### Directive
Repeat every record below exactly, leaving out the pictures.

-- START OF Material to process --

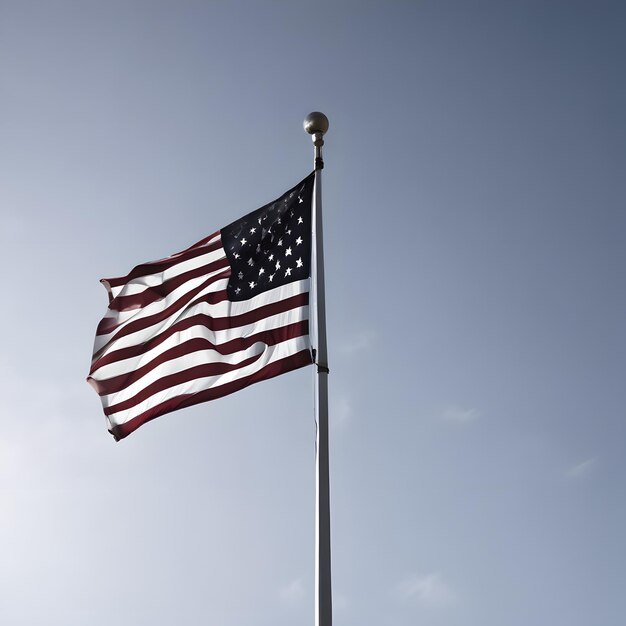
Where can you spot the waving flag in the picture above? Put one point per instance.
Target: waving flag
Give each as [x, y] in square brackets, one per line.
[229, 311]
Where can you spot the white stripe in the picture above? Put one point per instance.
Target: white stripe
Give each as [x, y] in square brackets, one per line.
[272, 354]
[180, 364]
[219, 337]
[221, 309]
[135, 285]
[123, 318]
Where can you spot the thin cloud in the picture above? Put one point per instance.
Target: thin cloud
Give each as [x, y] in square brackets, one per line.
[580, 469]
[460, 415]
[429, 590]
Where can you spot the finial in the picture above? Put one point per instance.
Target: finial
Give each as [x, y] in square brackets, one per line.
[316, 124]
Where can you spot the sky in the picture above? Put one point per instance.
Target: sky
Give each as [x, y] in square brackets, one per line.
[475, 231]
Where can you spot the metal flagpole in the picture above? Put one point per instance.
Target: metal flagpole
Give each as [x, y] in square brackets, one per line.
[316, 124]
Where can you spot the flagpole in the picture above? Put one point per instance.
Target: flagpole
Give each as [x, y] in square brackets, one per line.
[316, 124]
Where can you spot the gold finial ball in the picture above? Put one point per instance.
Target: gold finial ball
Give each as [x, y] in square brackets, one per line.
[316, 122]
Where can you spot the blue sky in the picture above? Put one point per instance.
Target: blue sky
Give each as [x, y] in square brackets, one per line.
[475, 221]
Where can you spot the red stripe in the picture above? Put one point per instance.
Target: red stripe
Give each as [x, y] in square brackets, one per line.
[158, 292]
[108, 325]
[269, 338]
[199, 319]
[221, 323]
[154, 267]
[269, 371]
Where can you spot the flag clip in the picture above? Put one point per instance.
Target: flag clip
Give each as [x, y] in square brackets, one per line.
[321, 369]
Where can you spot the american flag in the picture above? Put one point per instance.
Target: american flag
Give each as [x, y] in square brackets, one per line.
[227, 312]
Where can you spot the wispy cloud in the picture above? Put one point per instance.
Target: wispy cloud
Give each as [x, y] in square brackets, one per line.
[428, 590]
[460, 415]
[362, 340]
[292, 593]
[580, 469]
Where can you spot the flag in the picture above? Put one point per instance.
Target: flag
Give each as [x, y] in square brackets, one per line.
[229, 311]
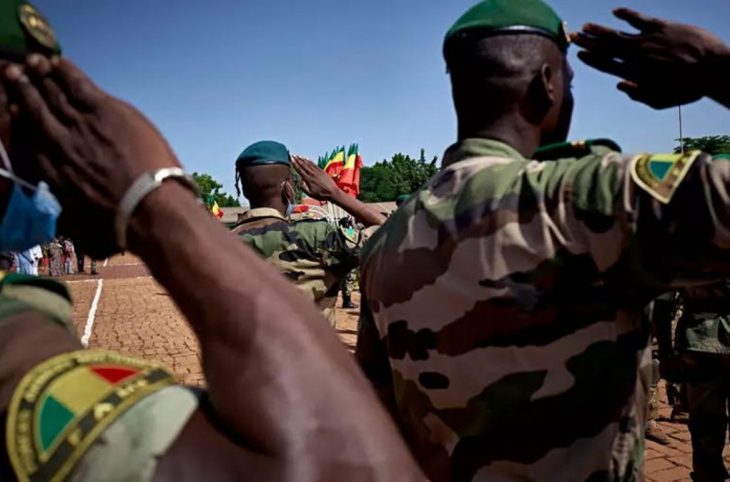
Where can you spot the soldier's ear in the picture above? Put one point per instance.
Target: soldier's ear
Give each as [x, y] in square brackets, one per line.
[545, 87]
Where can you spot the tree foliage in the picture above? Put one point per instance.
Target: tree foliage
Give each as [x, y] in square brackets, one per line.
[402, 174]
[207, 186]
[710, 144]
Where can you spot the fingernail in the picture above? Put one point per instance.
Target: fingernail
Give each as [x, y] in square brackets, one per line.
[13, 72]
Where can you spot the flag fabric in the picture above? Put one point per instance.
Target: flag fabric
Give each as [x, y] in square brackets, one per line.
[344, 169]
[349, 178]
[334, 163]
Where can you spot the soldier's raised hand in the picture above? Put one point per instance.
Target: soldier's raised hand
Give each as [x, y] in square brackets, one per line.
[665, 64]
[315, 182]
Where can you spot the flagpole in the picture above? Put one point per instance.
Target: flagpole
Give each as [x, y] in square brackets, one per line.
[681, 134]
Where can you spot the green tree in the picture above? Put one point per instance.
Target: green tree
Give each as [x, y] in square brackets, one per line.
[719, 144]
[402, 174]
[207, 187]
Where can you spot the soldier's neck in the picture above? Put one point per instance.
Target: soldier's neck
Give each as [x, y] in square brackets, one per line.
[522, 137]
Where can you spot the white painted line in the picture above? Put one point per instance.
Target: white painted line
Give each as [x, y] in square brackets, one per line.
[92, 314]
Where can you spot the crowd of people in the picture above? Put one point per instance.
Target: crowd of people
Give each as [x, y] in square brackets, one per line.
[501, 332]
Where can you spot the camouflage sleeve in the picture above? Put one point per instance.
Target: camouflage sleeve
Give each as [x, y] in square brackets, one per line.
[22, 293]
[649, 222]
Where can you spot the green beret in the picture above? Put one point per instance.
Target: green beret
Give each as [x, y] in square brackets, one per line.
[496, 17]
[24, 30]
[264, 153]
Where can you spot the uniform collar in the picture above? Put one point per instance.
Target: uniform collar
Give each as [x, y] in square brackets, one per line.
[478, 147]
[259, 213]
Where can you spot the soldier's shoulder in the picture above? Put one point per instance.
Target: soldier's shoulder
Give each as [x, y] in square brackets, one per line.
[20, 293]
[576, 149]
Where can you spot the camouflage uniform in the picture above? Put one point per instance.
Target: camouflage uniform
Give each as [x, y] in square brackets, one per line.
[703, 340]
[314, 254]
[502, 303]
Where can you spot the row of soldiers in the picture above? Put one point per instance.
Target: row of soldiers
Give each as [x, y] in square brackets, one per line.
[501, 318]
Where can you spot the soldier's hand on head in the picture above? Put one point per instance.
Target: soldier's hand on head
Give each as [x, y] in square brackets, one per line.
[665, 64]
[315, 182]
[91, 146]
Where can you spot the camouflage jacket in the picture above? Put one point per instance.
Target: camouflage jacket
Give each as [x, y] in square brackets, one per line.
[314, 254]
[705, 322]
[502, 303]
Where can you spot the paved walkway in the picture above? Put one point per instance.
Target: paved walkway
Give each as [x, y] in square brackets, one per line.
[134, 315]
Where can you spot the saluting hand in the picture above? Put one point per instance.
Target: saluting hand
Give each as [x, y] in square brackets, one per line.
[91, 146]
[664, 65]
[315, 182]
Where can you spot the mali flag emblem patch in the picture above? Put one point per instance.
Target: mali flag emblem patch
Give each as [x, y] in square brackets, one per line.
[661, 174]
[63, 404]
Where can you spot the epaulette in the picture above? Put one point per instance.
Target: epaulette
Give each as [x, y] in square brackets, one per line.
[577, 149]
[19, 293]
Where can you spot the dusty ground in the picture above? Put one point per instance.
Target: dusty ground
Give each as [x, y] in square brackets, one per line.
[135, 316]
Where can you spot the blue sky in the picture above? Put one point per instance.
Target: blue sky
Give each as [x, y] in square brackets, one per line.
[215, 76]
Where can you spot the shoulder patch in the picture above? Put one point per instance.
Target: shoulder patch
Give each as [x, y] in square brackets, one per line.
[661, 174]
[62, 406]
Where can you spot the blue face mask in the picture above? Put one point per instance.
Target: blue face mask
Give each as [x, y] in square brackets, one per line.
[29, 219]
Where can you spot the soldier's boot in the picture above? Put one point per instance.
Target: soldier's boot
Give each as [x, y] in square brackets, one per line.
[655, 434]
[347, 303]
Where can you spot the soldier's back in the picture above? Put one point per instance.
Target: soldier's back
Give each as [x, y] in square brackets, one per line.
[312, 253]
[495, 290]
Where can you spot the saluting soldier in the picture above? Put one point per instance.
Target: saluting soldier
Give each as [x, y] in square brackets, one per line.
[315, 255]
[273, 369]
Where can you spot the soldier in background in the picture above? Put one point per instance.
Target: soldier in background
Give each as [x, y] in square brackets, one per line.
[700, 359]
[80, 415]
[315, 255]
[501, 311]
[348, 284]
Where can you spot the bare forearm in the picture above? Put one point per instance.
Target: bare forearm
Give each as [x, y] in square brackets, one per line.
[266, 349]
[359, 210]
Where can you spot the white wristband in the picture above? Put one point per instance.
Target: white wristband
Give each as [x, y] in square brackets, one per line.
[140, 189]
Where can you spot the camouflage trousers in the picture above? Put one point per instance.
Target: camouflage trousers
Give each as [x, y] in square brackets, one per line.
[708, 393]
[654, 402]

-- END OF Material to process --

### Finished task
Where can you spot the waving flag in the picture above? Put one point per instance.
Target: waving flag
Give each as [x, y] in square brackets, one per line.
[229, 311]
Where can you spot the white stripe in the picture above? Put one point per instance.
Target: white stripe
Give each as [x, y] in square brackets, one per line.
[272, 354]
[180, 364]
[219, 337]
[221, 309]
[135, 285]
[123, 318]
Where can you spot the thin cloud in the picture above? Put one point per instance.
Target: thin cloud
Give each as [x, y] in square brackets, one per line.
[580, 469]
[460, 415]
[429, 590]
Where can you spot the finial in the picture above? Put one point per instance.
Target: finial
Give each as [x, y] in square brackets, one per line.
[316, 124]
Where can you spot the sky in the picture above? Put one point per instance.
Target: sky
Give each as [x, y] in square brackets, one per line.
[475, 231]
Where can you spot the metal flagpole in the picture above? Put one point per instance.
Target: metal flagpole
Give each as [x, y] in square brackets, one per line.
[316, 124]
Where can you spot the flagpole in the picture above? Put one point per instance.
Target: flagpole
Give each as [x, y] in square brackets, one per line.
[316, 124]
Where can you spot the gold finial ball in the picture above? Put one point per instance.
Target: gold finial ball
Give each as [x, y] in square brackets, one per line.
[316, 122]
Where can you spot the blue sky in the picture above? Put one point per instance.
Target: blue sky
Give each as [x, y] in square brackets, one per line.
[475, 221]
Where can you spot the red stripe in the picture above? Put one point per instance.
Target: red stripe
Give each as [x, y] in square brackets, one per line.
[158, 292]
[108, 325]
[269, 338]
[199, 319]
[221, 323]
[154, 267]
[269, 371]
Where can you spot the flag clip in the picture above? Put one point per instance.
Target: flag clip
Give each as [x, y] in square brackets, one per line.
[321, 369]
Where can you spot the american flag in the picture above? Put one point per instance.
Target: american flag
Give each as [x, y] in square brackets, one per line.
[227, 312]
Where can you spot the wispy cloud in the picture above? Put one point per instance.
Target: wispy cloud
Give each as [x, y] in square brackets, one per line.
[428, 590]
[460, 415]
[362, 340]
[292, 593]
[580, 469]
Where can you spot the flag in the picture above? Put one point per instance.
Target: flag
Give each as [x, y] in square brackets, one per line.
[229, 311]
Where can you spot the soldier's ear in the picture above? Put one point per instance.
Target: soldier's ear
Give each as [x, y] in square brackets, one per line.
[545, 87]
Where can you spot the tree foliage in the picture above? Put one point per instance.
Target: tree foliage
Give each as [x, y] in square brackets, one per line.
[402, 174]
[207, 186]
[710, 144]
Where can you spot the fingernail in the picture above? Put one point per instance.
Target: fingernail
Give each as [x, y] in square brackets, one per line.
[13, 72]
Where can you spot the flag fabric in the picture above? Put one point per instance.
Target: flag fabric
Give each as [x, y] in square brackets, one per line.
[344, 169]
[349, 178]
[334, 163]
Where can you spot the soldier's raised hand in the picture above? Put one point per instance.
Target: soldier's raised hand
Give each as [x, y] in square brackets, one per line.
[665, 64]
[315, 182]
Where can you spot the flagpole in the picture above? Put one point per instance.
Target: flagpole
Give each as [x, y] in square brackets, one per line.
[681, 134]
Where can you spot the green tree in the picture above? Put one point per instance.
Target: green tree
Give each as [x, y] in square brackets, one per line.
[719, 144]
[402, 174]
[207, 187]
Where can you spot the soldier's neck in the picture above? Put one point per instance.
Target: soldier's neck
Give each as [x, y] in square brackets, one per line.
[522, 137]
Where can you spot the white painted line in the picture above? Put one point per instance.
Target: white painted line
Give each as [x, y] in square brackets, one per line.
[92, 314]
Where can you spot the crowd of people in the picture above? Put one point per instance.
Target: crowd of people
Give each as [x, y] in square brackets, one per line.
[501, 332]
Where can you spot the camouflage sleeve in the picture above? Put one point per instance.
Target: camouflage sleeve
Give each as [x, y] in square brackets, one per line.
[22, 293]
[649, 222]
Where can you spot the green beret in the picture above? Put one point per instance.
Target: green beret
Give each as [x, y] in square brackets, one per line.
[496, 17]
[24, 30]
[264, 153]
Where can you spot the uniform collar in the picture above? Put one point per instance.
Target: uniform collar
Give each as [x, y] in square brackets, one per line.
[478, 147]
[259, 213]
Where can you spot the soldier's shoulder in the picture above? Put one point per instance.
Target: soldier's shoulder
Give each as [x, y] in square brackets, one per line.
[20, 293]
[576, 149]
Where can you spot the camouflage uniform in the picture above? Put one point per instance.
Target: camouflage uniform
Give each as [x, y] in square brackets, one per line.
[703, 340]
[314, 254]
[502, 303]
Where can you spot the row of soldiers in the picture above? Put one point per instance.
Target: row of soldiers
Give each as [x, y] in square brackets, one per line.
[501, 318]
Where can you spot the soldier's hand on head in the picture above? Put one point per instance.
Target: soldier's hand on head
Give each as [x, y] in square brackets, one per line.
[665, 64]
[315, 182]
[91, 146]
Where can you spot the camouflage jacket in the picture above? Put one point per instance.
Target: camouflage jacket
Give each as [x, y] in square brackets, one per line.
[314, 254]
[705, 322]
[502, 303]
Where can you spot the paved walkway in the picture above? Put one point per instance.
Target: paved walkway
Give each as [x, y] in square brackets, one per line.
[134, 315]
Where can you spot the saluting hand in the picture above? Put one point per instance.
Target: saluting hand
Give each as [x, y] in square brackets, one per line.
[91, 146]
[664, 65]
[315, 182]
Where can you spot the mali flag emblem patch in the picture above? Put one point per instance.
Target: mali flag emblem patch
Give each as [x, y] in square brackets, one per line.
[661, 174]
[63, 404]
Where can you spot the epaulette in the picture above? Put one point per instance.
Target: epaulette
Give each as [x, y] in square brackets, one per line.
[577, 149]
[19, 293]
Where can you spot the dusty ground in the picture above? Put one point per instance.
Target: dusty ground
Give each as [x, y] in square brackets, one per line.
[135, 316]
Where can you spot the blue sky in the picture above? Put one point per instance.
Target: blue sky
Give each as [x, y] in square brackets, one per line.
[215, 76]
Where can you spot the shoulder patch in the picture above? Put one point per instance.
Target: shoulder patch
Give each as [x, y] in square brackets, one per line.
[661, 174]
[62, 406]
Where can you spot the blue face mask in the picture above? Put one point per instance.
Target: blue face mask
Give each as [x, y] in square brackets, one per line.
[29, 219]
Where can you spot the soldier's boot in the picture above? Put one point per instance.
Target: soldier's boot
Give each as [x, y] in square brackets, one per line.
[655, 434]
[347, 303]
Where can you spot the soldier's back in the picture above? Put one point per instance.
Target: soldier's back
Give each as [x, y] in square brackets, one per line.
[312, 253]
[495, 290]
Where can you spot the saluting soldier in the picture above? Put one point per instance.
Target: saluting soldier
Give each as [x, y] in square brackets, one per line.
[315, 255]
[273, 369]
Where can you spot the soldier in background in the picture above? Put one point per instance.
Target: soldier in background
Give each as [x, y] in square brackets, one per line.
[700, 359]
[80, 415]
[315, 255]
[501, 311]
[348, 284]
Where can you spot the bare forearm in the picture above? Put one point per instance.
Target: bare forearm
Give each as [x, y] in square brackets, one per line.
[266, 349]
[359, 210]
Where can you spot the white wristband in the picture above? Put one point per instance.
Target: white wristband
Give each as [x, y] in square brackets, one per line.
[140, 189]
Where can you spot the camouflage trousers in the picture above? Put one point per instance.
Target: camouflage trousers
Give each as [x, y] in square brackets, one per line.
[708, 393]
[654, 402]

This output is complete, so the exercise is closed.